PROBLEM TO SOLVE
In the records below, find the line with "Where can the patterned", then retype it and every following line exactly, stopping after the line with "Where can the glass". Leave the pictures out.

(Recorded data)
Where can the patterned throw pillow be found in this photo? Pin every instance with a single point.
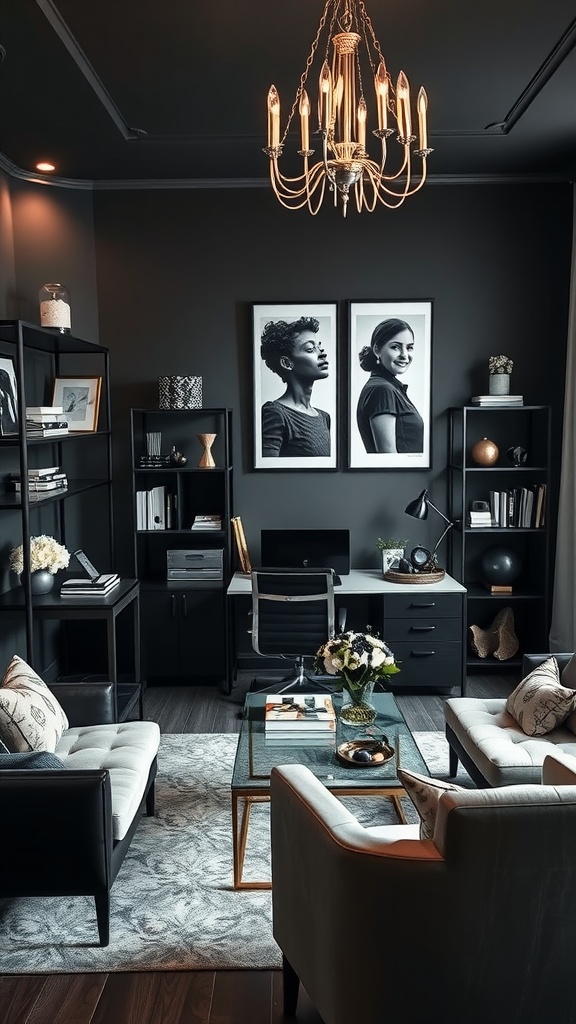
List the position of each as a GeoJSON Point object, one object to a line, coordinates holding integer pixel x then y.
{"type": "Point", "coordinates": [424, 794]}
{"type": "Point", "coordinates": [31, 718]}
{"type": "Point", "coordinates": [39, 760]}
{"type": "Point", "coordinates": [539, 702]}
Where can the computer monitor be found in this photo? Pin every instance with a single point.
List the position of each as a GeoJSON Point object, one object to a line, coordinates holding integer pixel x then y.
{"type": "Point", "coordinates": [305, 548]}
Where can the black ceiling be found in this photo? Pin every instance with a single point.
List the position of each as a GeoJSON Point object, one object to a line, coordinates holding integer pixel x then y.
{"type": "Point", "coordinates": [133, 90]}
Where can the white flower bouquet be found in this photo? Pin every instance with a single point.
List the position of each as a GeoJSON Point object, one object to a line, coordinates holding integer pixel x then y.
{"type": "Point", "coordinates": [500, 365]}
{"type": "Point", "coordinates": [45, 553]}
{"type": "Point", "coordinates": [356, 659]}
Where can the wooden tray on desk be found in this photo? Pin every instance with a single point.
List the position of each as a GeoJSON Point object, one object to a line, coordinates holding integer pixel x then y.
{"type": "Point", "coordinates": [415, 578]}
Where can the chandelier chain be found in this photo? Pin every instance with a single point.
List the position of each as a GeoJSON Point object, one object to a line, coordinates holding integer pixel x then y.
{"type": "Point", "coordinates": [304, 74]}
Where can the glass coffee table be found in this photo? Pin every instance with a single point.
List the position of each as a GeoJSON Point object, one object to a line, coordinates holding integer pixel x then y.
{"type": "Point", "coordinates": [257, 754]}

--

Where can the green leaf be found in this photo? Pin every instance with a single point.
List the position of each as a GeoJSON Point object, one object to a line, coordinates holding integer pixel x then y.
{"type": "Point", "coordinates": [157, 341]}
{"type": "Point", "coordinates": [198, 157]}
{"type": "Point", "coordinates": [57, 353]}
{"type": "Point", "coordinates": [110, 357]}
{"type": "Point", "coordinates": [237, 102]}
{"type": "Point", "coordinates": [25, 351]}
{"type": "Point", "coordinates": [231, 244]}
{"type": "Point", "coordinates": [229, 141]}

OUTPUT OF THE TASK
Where can the patterned throw pillow be found in this photo? Pin every instance with a single point.
List the position of each as a GeoJSON Point object, one object to a line, coordinates holding integer pixel x then y.
{"type": "Point", "coordinates": [424, 794]}
{"type": "Point", "coordinates": [31, 718]}
{"type": "Point", "coordinates": [39, 760]}
{"type": "Point", "coordinates": [539, 702]}
Where can the computer monitor be found in this photo? Pin every instance with a single point.
List the position of each as a GeoJSON Point object, one object to a line, coordinates holding integer pixel x then y.
{"type": "Point", "coordinates": [305, 548]}
Where can the black ceiling be found in this photo? Pin every instance with a single point.
List the position of each as a GeoJSON Point object, one object to a line, coordinates holding integer pixel x then y.
{"type": "Point", "coordinates": [133, 90]}
Where can the white flower bouquet be found in this photo? Pin every instance with a single point.
List the position of each as a GeoJSON Point object, one object to a line, coordinates holding integer pixel x then y.
{"type": "Point", "coordinates": [500, 365]}
{"type": "Point", "coordinates": [45, 553]}
{"type": "Point", "coordinates": [356, 659]}
Where can the wooden tray on desk be found in this photo? Pin every instance with a single point.
List the position of each as a GeoJSON Point object, one object to a line, coordinates holding integer pixel x then y.
{"type": "Point", "coordinates": [415, 578]}
Where can the chandelier chain be found in this photo? Pin every instance with a single point.
List the position of each as a GeoJSON Point object, one object to a line, coordinates holding integer pixel x then y.
{"type": "Point", "coordinates": [304, 74]}
Where can the glass coffee table be found in this photo? Pin every instance with a single point.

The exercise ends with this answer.